◆ Given exercise ◆
Retype the records below exactly as they appear.

◆ Data for this task ◆
==================================================

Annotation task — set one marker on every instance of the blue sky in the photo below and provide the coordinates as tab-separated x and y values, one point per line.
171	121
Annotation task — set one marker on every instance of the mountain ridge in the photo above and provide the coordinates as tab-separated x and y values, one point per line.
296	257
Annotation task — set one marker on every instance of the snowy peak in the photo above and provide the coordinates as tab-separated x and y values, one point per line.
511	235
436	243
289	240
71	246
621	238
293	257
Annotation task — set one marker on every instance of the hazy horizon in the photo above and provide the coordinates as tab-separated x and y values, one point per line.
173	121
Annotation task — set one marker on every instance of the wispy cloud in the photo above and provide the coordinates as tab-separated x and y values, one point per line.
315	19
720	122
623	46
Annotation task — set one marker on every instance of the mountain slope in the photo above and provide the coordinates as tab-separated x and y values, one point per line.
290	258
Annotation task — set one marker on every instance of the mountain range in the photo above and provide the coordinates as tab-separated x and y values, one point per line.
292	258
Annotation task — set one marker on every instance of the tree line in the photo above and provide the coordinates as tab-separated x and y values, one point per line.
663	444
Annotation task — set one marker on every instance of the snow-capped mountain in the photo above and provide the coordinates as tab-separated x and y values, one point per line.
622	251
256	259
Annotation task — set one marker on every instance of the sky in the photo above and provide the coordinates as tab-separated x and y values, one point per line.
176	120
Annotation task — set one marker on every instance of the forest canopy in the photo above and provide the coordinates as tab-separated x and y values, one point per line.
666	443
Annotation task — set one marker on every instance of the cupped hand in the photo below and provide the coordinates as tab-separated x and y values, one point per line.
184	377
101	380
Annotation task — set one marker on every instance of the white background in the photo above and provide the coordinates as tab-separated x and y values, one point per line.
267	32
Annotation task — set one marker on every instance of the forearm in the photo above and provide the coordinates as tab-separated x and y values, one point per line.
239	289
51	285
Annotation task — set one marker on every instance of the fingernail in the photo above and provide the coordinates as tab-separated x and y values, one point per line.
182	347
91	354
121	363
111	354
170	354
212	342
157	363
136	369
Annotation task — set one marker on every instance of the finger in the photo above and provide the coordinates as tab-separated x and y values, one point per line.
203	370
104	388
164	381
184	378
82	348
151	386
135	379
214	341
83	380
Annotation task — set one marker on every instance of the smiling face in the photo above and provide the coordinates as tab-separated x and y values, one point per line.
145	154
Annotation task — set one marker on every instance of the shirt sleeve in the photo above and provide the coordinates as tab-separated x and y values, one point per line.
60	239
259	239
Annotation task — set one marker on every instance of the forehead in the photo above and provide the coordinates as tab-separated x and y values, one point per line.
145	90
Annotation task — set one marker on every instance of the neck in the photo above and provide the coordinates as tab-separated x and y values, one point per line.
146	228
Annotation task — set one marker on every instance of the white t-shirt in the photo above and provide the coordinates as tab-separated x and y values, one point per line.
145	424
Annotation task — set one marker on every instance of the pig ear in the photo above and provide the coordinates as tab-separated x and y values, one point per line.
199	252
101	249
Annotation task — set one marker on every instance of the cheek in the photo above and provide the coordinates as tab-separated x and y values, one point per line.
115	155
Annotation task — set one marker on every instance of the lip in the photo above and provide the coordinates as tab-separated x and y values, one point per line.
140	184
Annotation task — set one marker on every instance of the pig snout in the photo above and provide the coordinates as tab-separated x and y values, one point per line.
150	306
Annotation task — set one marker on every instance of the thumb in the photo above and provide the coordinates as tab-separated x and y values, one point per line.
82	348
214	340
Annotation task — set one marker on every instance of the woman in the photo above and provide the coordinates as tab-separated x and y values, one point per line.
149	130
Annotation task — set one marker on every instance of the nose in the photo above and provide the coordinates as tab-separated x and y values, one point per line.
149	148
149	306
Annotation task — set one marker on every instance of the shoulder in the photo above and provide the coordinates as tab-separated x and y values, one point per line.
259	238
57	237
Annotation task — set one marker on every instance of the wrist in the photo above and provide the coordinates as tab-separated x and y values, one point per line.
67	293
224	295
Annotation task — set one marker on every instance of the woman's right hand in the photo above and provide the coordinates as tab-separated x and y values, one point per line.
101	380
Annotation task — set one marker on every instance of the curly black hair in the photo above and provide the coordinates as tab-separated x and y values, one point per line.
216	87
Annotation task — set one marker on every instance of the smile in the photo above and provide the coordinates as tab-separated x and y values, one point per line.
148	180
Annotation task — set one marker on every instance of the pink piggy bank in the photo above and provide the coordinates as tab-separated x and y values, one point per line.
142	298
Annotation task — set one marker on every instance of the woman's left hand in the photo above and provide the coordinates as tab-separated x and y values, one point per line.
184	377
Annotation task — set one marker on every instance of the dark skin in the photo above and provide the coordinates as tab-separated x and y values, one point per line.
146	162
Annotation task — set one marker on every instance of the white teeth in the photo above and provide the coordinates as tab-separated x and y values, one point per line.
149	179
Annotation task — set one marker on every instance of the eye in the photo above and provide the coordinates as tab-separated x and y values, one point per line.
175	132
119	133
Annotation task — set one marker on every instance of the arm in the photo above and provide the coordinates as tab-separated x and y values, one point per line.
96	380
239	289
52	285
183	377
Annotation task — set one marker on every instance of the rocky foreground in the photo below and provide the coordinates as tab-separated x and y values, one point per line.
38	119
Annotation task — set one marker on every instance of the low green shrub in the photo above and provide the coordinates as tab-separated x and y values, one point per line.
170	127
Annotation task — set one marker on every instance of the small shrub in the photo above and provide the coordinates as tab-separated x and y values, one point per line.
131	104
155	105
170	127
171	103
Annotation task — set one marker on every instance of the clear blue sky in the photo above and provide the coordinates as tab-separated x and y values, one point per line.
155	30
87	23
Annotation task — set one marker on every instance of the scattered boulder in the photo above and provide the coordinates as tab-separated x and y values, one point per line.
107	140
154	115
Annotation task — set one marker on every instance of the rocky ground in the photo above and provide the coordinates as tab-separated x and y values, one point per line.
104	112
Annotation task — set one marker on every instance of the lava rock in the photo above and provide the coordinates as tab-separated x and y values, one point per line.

==================================================

◆ In response ◆
Annotation task — set one marker on every instance of the blue sky in the photo below and provide the coordinates as tab-separated x and y values, one point per line.
171	121
Annotation task — set one marker on every instance of the mountain ridge in the photo above and provide the coordinates as tab-separated x and y values, one point per line.
296	257
Annotation task — set one marker on every instance of the snowy peak in the photo above and provide the coordinates as tab-separated x and y values, one point per line.
511	235
436	243
289	240
71	246
621	238
293	257
Annotation task — set one marker on every instance of the hazy horizon in the photo above and provide the coordinates as tab-separated x and y values, one point per line.
173	121
Annotation task — set one marker on every instance of the wispy cloud in the photo above and provide the coordinates as tab-separated x and y values, one point per line.
315	19
720	122
623	46
Annotation task — set one marker on every instance of the mountain slope in the photo above and provide the coordinates as tab-separated x and y values, one point per line.
290	258
Annotation task — set one marker on every instance of the mountain range in the photo above and provide the coordinates as tab-separated x and y values, one point per line.
292	258
Annotation task — set one marker on every instance of the tree line in the photo above and provide the coordinates as tab-separated x and y values, one point per line.
663	444
Annotation task — set one marker on every instance of the snow-capped mountain in the photo above and provide the coordinates as tab-separated x and y values, one point per line.
622	251
256	259
Annotation task — set one marker on every instance of the sky in the photo above and provide the coordinates as tab-separated x and y values, one point per line.
176	120
Annotation task — set one marker on every instance of the forest canopy in the photo above and provide the coordinates as tab-separated x and y values, one point per line.
666	443
Annotation task — set one marker on every instance of the cupped hand in the photo below and provide the coordinates as tab-separated x and y values, one point per line.
184	377
101	380
Annotation task — set one marker on every instance of the white background in the photo above and provide the coordinates as tab-separated x and y values, one point per line.
267	32
Annotation task — set one marker on every instance of the forearm in the photo above and provide the coordinates as tab-separated x and y values, one point per line.
239	289
51	285
Annotation task — set one marker on every instance of the fingernail in the photo above and provide the coordinates as tab-separated x and y values, one point per line.
182	347
91	354
121	363
111	354
170	354
212	342
157	363
136	369
Annotation task — set one marker on every instance of the finger in the photo above and provide the coordinates as tab-separated x and y values, one point per line.
203	370
104	388
164	381
184	378
82	348
151	386
135	379
214	341
83	380
Annotation task — set one marker on every instance of the smiling face in the photo above and provide the coordinates as tab-separated x and y values, one point per line.
145	154
Annotation task — set one marker on every instance of the shirt sleeve in the photo above and provide the coordinates as tab-separated x and y values, one point per line.
60	239
259	239
Annotation task — set one marker on every instance of the forehead in the photo above and provide the coordinates as tab-separated x and y values, one point per line.
145	90
Annotation task — set one marker on every instance of the neck in the photo above and provide the coordinates as tab-separated x and y values, one point per line.
146	228
Annotation task — set one marker on every instance of the white t-shirt in the photo above and provide the coordinates as tab-separated x and y values, one point per line.
145	424
Annotation task — set one marker on every instance of the pig ear in the photo above and provide the coordinates as tab-separated x and y values, one point per line.
199	252
101	249
Annotation task — set one marker on every instance of the cheek in the photo above and provide the coordinates as tab-separated x and y values, one point per line.
115	155
Annotation task — set one marker on every instance of the lip in the photo above and provide the coordinates as tab-separated x and y values, one point per line.
140	184
Annotation task — set one marker on every instance of the pig snout in the photo above and provide the coordinates as tab-separated x and y values, one point per line.
150	306
Annotation task — set one marker on every instance of the thumb in the photo above and provide the coordinates as tab-separated x and y values, one point per line.
82	348
214	340
Annotation task — set one marker on every instance of the woman in the photo above and provide the coordinates as tab-separated x and y values, one point per line.
149	130
Annotation task — set one marker on every instance of the nose in the photo above and provide the coordinates as tab-separated x and y values, one point per line.
149	148
149	306
Annotation task — set one marker on every instance of the shoulder in the photo above and provide the coordinates as tab-separated x and y values, one point per line.
259	238
57	237
Annotation task — set one marker on every instance of the wrist in the photo above and provide the coordinates as tab-separated x and y values, one point per line.
67	293
224	295
Annotation task — set one marker on every instance of the woman's right hand in the photo above and provide the coordinates as tab-separated x and y values, one point per line.
101	380
Annotation task — set one marker on every instance of the curly black hair in the photo above and provide the coordinates as tab-separated x and y values, one point per line.
216	87
Annotation task — set one marker on every instance of the smile in the photo above and provide the coordinates as tab-separated x and y values, one point per line.
148	180
Annotation task — set one marker on every instance of the pink piggy bank in the photo above and provide the coordinates as tab-separated x and y values, one point per line.
142	298
Annotation task — set one marker on every instance of the woman's left hand in the photo above and provide the coordinates as tab-separated x and y values, one point per line.
184	377
Annotation task — set one marker on every instance of the dark skin in the photo above and provide the coordinates as tab-separated x and y values, one point per line.
146	162
Annotation task — set one marker on every instance of the white teeth in the photo above and provide the coordinates as tab-separated x and y values, one point per line.
149	179
Annotation task — set one marker on every instance of the eye in the photo above and provide the coordinates as tab-separated x and y values, one point per line.
175	132
119	133
Annotation task — set one marker on every instance of the arm in the photo above and provide the coordinates as tab-separated x and y values, one point per line.
96	380
239	289
52	285
183	377
Annotation task — set one marker on every instance of the rocky foreground in the photo below and provide the coordinates as tab-separated x and y values, one point per line.
38	119
Annotation task — set one marker on every instance of the low green shrub in the photo above and provide the coordinates as tab-separated x and y values, one point per line.
170	127
Annotation task — set one marker on every instance of the small shrub in the photo above and provide the coordinates as tab-separated x and y values, one point per line.
131	104
155	105
170	127
171	103
Annotation task — set one marker on every instance of the clear blue sky in the photo above and provide the coordinates as tab-separated x and y values, one point per line.
155	30
87	23
Annotation task — set one marker on every instance of the scattered boulder in the photo above and provide the coordinates as tab-separated x and y values, one point per line.
107	140
154	115
Annotation task — set one marker on every instance of the rocky ground in the photo above and provide the coordinates as tab-separated x and y values, one point per line.
104	112
Annotation task — set one marker on every instance of the lava rock in the photo above and provide the coordinates as tab-separated x and y values, one point per line.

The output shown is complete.